▶ 指示内容 1: 後に示す記録から、「background」という語を含む行をすべて抜き出してください。

▶ 原文資料:
▬▬▬

能楽・喜多流を継承する塩津哲生さん、塩津圭介さんが出演する「第七回 塩津能の會(かい) 九州公演」が11月14日(土)、大濠公園能楽堂(福岡市中央区)で上演されます。
演目は、舞囃子「山姥」と能「天鼓」
喜多流とは、江戸時代初期に流祖・喜多七太夫長能が打ち立てた能楽の流派で、観世流、宝生(ほうしょう)流、金春(こんぱる)流、金剛流と並ぶ、能楽五流の一つです。豊臣秀吉や福岡藩黒田家の庇護を受けていました。 今回の演目は、舞囃子「山姥(やまんば)」と能「天鼓(てんこ)」。 この秋は、日本の伝統芸能である能楽の深遠で趣のある世界に触れてみてはいかが?

▬▬▬

▶ 記録データ:
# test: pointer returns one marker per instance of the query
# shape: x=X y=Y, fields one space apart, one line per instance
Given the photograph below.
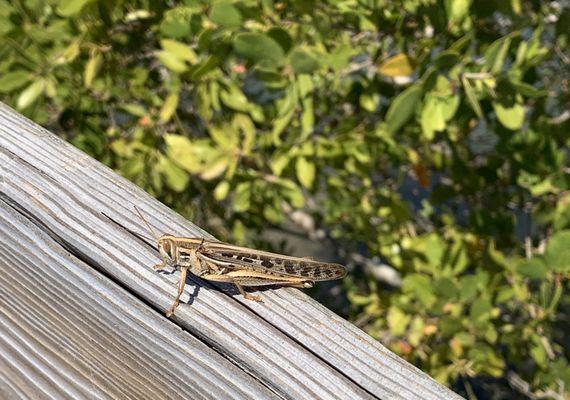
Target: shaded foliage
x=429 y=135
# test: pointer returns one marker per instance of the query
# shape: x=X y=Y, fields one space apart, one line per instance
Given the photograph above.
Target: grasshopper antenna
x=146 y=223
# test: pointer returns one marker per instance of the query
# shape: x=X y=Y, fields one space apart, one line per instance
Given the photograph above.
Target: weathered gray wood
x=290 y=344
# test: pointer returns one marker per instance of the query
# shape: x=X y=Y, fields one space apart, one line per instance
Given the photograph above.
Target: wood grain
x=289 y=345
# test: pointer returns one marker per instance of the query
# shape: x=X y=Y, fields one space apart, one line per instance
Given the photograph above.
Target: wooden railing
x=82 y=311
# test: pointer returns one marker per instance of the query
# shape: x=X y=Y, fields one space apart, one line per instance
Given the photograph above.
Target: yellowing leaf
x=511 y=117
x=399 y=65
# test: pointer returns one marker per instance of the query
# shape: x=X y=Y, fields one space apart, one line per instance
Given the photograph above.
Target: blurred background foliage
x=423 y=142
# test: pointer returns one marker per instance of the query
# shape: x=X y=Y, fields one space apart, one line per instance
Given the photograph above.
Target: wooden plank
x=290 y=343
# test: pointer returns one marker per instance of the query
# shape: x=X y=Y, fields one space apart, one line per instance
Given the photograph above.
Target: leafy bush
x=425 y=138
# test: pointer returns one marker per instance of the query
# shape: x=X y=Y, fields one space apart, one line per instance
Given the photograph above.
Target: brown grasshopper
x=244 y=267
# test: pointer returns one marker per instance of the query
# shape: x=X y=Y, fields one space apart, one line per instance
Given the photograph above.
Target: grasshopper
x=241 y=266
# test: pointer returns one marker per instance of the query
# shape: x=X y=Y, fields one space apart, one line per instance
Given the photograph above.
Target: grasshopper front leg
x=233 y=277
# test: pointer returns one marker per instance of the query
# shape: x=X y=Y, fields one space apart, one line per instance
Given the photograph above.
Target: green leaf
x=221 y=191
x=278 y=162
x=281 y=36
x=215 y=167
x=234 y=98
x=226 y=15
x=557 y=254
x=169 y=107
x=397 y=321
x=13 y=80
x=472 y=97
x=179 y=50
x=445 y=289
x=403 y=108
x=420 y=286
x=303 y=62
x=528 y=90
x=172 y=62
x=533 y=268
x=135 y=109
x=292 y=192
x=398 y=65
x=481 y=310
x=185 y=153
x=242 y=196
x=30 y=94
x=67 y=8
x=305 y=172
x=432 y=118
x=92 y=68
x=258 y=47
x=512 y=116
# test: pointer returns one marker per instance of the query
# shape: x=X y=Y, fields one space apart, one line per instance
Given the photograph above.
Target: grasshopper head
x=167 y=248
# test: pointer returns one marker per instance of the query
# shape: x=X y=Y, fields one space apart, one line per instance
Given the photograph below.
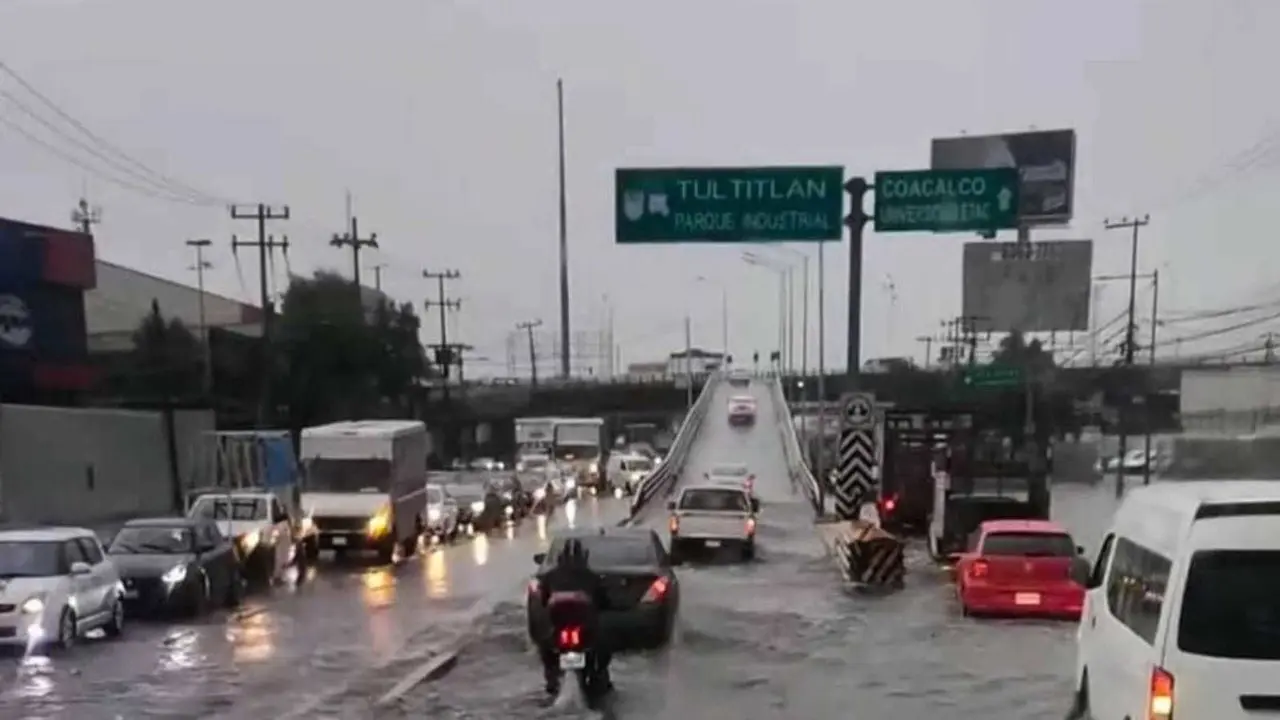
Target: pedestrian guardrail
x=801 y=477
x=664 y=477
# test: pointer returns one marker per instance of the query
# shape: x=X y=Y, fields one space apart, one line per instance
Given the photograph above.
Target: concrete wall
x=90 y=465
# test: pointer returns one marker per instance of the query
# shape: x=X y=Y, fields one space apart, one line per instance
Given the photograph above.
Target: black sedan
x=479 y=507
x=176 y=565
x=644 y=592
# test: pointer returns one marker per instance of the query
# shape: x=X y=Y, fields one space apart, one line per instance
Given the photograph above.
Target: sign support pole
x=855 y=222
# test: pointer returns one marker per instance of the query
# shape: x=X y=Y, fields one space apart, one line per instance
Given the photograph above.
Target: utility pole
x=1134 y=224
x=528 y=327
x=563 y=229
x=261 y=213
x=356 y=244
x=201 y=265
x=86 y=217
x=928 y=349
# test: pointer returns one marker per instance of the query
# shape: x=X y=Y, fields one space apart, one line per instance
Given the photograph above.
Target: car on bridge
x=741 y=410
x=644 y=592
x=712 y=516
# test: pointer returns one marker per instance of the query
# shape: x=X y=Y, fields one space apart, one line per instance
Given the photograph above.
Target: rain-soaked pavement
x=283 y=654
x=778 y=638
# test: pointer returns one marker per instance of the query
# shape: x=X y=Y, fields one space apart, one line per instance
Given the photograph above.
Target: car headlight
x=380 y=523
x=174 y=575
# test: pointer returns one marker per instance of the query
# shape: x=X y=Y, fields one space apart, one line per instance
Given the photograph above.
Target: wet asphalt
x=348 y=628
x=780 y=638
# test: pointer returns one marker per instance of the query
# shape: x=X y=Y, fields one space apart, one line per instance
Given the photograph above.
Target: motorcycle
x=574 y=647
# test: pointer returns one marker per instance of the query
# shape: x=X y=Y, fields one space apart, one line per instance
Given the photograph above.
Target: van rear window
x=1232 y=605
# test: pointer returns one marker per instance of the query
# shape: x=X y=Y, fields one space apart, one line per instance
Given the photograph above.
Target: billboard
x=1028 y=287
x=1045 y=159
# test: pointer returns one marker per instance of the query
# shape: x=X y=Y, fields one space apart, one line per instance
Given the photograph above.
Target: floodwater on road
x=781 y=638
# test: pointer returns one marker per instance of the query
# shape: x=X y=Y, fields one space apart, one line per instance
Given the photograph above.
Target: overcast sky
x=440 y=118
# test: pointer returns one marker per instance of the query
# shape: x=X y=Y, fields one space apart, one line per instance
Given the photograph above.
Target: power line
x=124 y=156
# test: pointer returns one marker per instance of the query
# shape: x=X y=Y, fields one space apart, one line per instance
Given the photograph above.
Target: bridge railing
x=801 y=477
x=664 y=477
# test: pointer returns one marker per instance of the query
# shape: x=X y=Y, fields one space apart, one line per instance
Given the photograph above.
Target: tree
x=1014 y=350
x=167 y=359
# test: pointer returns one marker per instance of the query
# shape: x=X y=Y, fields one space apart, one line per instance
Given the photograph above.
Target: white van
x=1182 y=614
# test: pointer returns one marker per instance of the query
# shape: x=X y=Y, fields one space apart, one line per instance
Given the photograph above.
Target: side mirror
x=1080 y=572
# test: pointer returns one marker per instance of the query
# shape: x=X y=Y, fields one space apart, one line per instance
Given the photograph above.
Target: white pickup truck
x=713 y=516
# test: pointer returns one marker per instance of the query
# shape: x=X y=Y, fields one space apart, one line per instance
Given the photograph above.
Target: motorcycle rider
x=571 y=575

▬▬▬

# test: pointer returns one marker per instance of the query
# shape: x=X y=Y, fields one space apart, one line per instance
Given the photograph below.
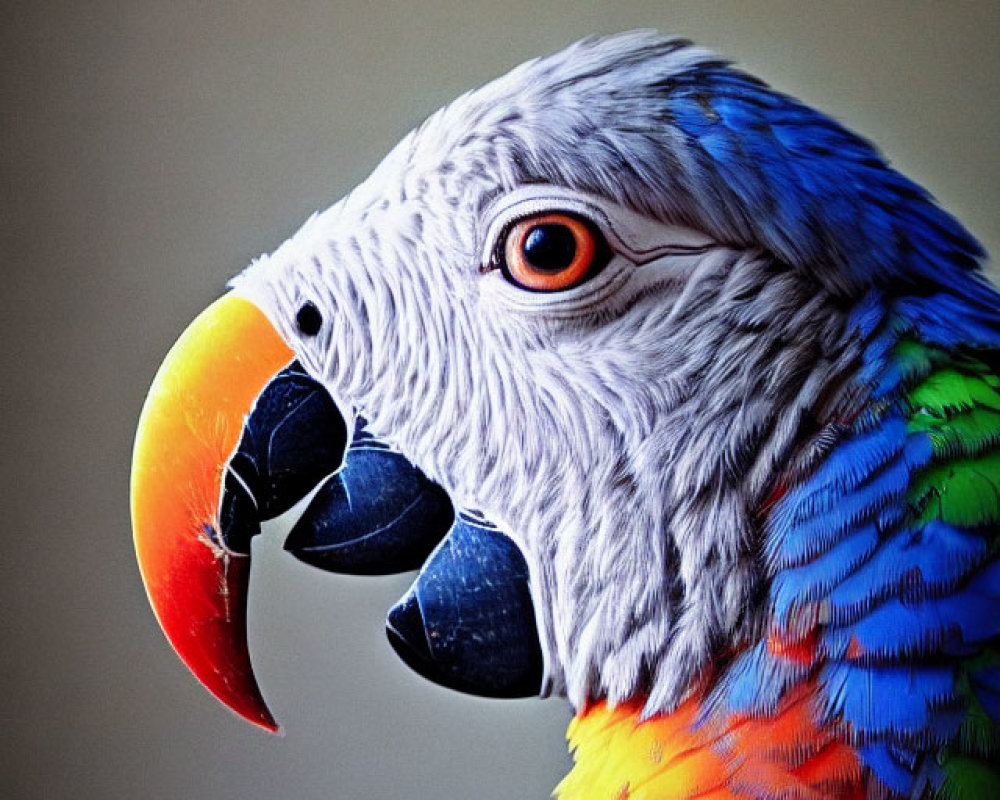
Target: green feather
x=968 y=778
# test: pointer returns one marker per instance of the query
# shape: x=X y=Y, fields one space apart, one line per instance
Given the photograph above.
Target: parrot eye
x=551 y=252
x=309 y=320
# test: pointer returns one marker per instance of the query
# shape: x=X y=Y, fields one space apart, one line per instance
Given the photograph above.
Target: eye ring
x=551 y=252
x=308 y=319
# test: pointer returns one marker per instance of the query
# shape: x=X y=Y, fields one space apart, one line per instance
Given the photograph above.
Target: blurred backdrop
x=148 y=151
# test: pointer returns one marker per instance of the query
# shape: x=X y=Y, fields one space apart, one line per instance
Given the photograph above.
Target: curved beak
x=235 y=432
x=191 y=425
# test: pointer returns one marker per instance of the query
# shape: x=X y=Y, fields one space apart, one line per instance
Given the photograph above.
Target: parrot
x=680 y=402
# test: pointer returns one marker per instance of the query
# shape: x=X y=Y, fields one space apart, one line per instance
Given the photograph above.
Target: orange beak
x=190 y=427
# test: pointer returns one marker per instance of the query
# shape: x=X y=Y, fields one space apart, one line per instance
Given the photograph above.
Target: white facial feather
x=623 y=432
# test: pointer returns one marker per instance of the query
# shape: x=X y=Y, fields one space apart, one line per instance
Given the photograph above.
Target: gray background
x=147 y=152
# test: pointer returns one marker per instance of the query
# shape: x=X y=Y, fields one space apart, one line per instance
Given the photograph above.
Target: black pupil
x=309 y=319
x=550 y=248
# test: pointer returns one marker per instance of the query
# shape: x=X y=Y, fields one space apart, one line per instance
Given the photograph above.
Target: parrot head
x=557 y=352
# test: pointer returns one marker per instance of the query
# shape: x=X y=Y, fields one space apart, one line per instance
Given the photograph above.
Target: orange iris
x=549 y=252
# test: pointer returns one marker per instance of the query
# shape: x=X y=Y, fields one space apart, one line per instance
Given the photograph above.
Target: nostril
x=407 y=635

▬▬▬

▶ 指示内容 2: 上記の能楽公演の案内文を、一字一句違えずに全文書き出してください。

▶ 出力全文 1:
Target: blurred background foliage
Target: gray background

▶ 出力全文 2:
能楽・喜多流を継承する塩津哲生さん、塩津圭介さんが出演する「第七回 塩津能の會(かい) 九州公演」が11月14日(土)、大濠公園能楽堂(福岡市中央区)で上演されます。
演目は、舞囃子「山姥」と能「天鼓」
喜多流とは、江戸時代初期に流祖・喜多七太夫長能が打ち立てた能楽の流派で、観世流、宝生(ほうしょう)流、金春(こんぱる)流、金剛流と並ぶ、能楽五流の一つです。豊臣秀吉や福岡藩黒田家の庇護を受けていました。 今回の演目は、舞囃子「山姥(やまんば)」と能「天鼓(てんこ)」。 この秋は、日本の伝統芸能である能楽の深遠で趣のある世界に触れてみてはいかが?